↓
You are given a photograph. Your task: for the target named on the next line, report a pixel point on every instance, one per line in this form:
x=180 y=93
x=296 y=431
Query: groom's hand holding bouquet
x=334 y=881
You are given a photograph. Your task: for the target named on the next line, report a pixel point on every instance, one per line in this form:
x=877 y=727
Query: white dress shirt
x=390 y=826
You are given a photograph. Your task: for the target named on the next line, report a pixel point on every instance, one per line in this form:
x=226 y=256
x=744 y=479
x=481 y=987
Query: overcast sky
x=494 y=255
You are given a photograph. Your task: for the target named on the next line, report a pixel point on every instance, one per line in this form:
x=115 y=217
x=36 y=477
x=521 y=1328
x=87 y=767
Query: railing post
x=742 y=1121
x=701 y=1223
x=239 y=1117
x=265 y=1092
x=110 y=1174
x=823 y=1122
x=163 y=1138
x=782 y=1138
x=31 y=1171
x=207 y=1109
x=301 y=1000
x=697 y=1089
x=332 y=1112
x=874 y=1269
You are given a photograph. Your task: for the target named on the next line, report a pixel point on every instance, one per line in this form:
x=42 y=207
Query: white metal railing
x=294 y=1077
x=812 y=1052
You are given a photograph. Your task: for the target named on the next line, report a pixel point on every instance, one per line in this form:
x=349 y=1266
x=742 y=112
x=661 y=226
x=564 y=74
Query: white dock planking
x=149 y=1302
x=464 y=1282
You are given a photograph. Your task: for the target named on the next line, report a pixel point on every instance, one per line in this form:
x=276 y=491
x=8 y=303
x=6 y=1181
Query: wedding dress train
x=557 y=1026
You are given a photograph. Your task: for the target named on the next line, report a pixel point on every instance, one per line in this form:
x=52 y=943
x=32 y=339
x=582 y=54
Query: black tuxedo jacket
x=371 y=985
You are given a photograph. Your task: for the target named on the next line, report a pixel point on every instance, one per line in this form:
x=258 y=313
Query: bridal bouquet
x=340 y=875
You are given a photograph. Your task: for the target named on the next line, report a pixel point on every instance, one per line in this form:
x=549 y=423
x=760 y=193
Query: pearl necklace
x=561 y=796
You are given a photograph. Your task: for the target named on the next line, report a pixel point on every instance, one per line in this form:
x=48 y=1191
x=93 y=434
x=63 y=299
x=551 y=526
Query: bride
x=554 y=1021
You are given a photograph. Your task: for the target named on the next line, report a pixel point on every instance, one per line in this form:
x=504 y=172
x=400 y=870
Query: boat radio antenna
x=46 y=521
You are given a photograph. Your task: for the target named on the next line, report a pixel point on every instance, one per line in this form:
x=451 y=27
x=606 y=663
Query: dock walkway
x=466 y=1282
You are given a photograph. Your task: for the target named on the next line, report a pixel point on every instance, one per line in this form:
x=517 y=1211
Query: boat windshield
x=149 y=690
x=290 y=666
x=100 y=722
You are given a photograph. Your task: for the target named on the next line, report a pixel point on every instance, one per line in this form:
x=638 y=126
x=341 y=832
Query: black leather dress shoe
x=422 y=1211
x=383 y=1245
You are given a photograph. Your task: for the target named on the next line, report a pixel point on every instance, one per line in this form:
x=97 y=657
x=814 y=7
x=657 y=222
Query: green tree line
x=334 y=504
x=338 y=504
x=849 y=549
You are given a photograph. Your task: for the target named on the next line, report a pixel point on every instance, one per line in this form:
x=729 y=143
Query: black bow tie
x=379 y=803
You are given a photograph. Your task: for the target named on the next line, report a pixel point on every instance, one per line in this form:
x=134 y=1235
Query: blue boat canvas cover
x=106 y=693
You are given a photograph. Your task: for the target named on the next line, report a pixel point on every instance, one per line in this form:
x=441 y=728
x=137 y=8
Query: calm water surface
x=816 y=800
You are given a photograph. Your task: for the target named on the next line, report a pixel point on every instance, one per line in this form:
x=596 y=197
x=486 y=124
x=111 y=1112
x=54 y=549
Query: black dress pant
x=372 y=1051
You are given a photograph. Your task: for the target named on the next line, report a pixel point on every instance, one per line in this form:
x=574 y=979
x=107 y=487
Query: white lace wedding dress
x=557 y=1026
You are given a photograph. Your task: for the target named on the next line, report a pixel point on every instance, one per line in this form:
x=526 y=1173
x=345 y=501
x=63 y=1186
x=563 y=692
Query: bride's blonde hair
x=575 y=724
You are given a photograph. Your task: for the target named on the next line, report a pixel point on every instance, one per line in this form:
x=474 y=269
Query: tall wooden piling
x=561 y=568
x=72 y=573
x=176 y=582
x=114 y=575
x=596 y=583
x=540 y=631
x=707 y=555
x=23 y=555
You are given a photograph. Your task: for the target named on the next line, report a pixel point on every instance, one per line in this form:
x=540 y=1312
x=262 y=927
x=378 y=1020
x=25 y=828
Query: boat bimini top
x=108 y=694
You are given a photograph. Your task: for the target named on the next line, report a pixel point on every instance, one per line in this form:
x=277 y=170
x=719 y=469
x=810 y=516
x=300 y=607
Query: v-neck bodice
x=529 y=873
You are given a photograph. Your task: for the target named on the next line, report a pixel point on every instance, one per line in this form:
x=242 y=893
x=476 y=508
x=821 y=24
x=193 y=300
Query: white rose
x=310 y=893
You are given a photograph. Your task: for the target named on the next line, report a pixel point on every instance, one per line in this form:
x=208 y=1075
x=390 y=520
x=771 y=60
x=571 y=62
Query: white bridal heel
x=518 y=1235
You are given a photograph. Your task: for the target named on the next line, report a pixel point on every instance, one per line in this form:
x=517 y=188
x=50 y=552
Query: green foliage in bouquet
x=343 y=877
↑
Copy the records character for character, starting with their first line and stopping after the line that contains "x=390 y=826", including that line.

__RESULT BELOW__.
You are given a photograph. Your task: for the target named on the next line, report a pixel point on every instance, one per line in this form:
x=180 y=93
x=296 y=431
Query: groom's hand holding bouquet
x=334 y=881
You are given a photograph. Your task: for the target named on the next line, report a pixel point on every instance, one per line in this form:
x=877 y=727
Query: white dress shirt
x=390 y=826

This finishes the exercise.